Prompt:
Copy out the listing below word for word, from the line containing "For each instance of the steep" through the end of the listing, leaving out the pictures.

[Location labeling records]

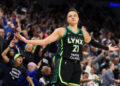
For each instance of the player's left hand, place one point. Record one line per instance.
(112, 48)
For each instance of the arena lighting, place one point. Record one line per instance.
(112, 4)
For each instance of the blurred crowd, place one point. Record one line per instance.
(33, 21)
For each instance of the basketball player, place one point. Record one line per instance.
(67, 70)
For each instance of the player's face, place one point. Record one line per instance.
(72, 18)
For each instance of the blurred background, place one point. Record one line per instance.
(37, 19)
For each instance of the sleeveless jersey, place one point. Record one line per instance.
(71, 45)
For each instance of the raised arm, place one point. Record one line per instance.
(56, 35)
(4, 53)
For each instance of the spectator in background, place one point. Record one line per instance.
(108, 76)
(94, 77)
(32, 70)
(14, 67)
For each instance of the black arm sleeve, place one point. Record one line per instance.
(98, 45)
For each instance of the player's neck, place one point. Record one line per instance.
(73, 27)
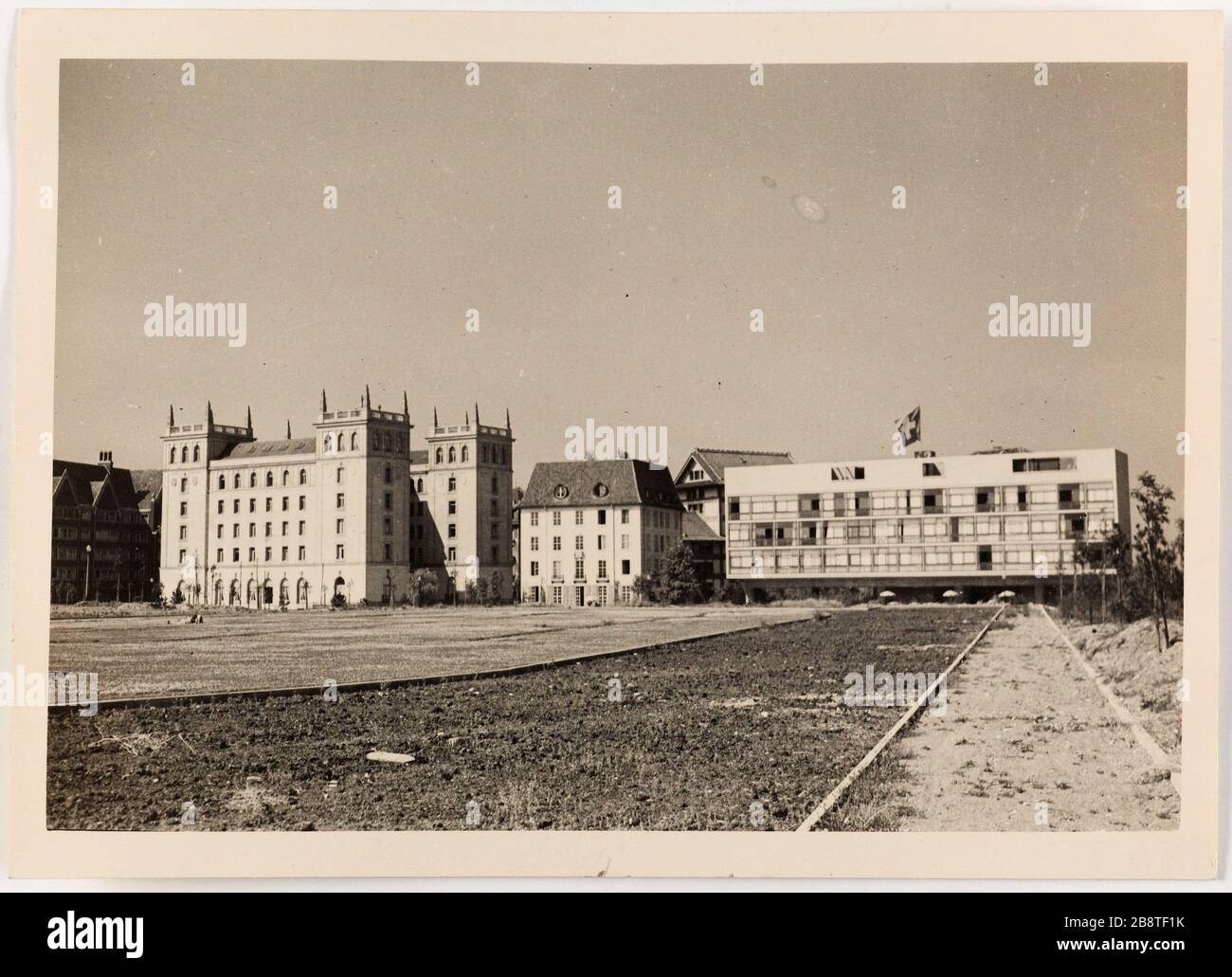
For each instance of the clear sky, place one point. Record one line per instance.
(734, 197)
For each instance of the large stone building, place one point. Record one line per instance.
(103, 532)
(589, 529)
(462, 505)
(346, 514)
(973, 522)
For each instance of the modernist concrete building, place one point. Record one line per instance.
(103, 545)
(589, 529)
(461, 498)
(974, 522)
(700, 480)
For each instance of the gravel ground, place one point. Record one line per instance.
(734, 732)
(1025, 726)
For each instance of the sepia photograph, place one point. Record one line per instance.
(672, 447)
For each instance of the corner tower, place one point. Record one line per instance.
(469, 491)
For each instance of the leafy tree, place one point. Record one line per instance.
(678, 581)
(423, 587)
(1152, 553)
(647, 588)
(492, 588)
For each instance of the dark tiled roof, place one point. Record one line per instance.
(266, 448)
(86, 481)
(628, 481)
(716, 461)
(147, 485)
(695, 528)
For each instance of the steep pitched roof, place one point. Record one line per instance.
(695, 528)
(147, 487)
(716, 461)
(627, 480)
(87, 481)
(267, 448)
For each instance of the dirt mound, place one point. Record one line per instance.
(1146, 679)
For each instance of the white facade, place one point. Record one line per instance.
(964, 519)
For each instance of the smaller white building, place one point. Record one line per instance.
(587, 530)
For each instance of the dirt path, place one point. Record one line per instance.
(1025, 726)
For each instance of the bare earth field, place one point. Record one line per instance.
(743, 731)
(247, 649)
(1025, 726)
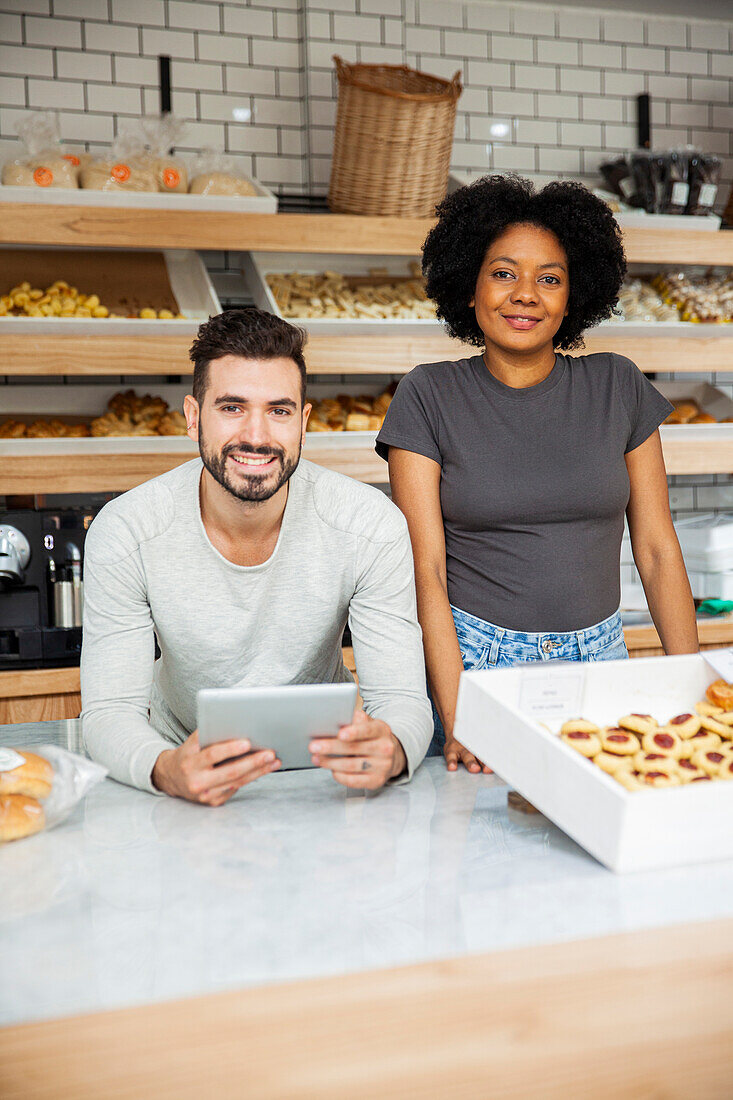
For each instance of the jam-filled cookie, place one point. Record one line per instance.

Correct answer:
For each instance of the steep pitched roof, place one point. Record one line per instance.
(695, 528)
(147, 487)
(716, 461)
(627, 480)
(87, 481)
(267, 448)
For each instance of the dirt mound, place one point. Record one line per instance.
(1146, 679)
For each instance of the white facade, place one point. Record one line per instance.
(964, 519)
For each instance of the smaller white building, place one point. Record one line per instance.
(587, 530)
For each instance of the dirt path, place one point. Record one line per instance.
(1025, 726)
For each instance of the bare earth field, place one point. Record one line per instance.
(743, 731)
(247, 649)
(1025, 726)
For each instance of the jam-filled cookie, place one point. Record one line per instance.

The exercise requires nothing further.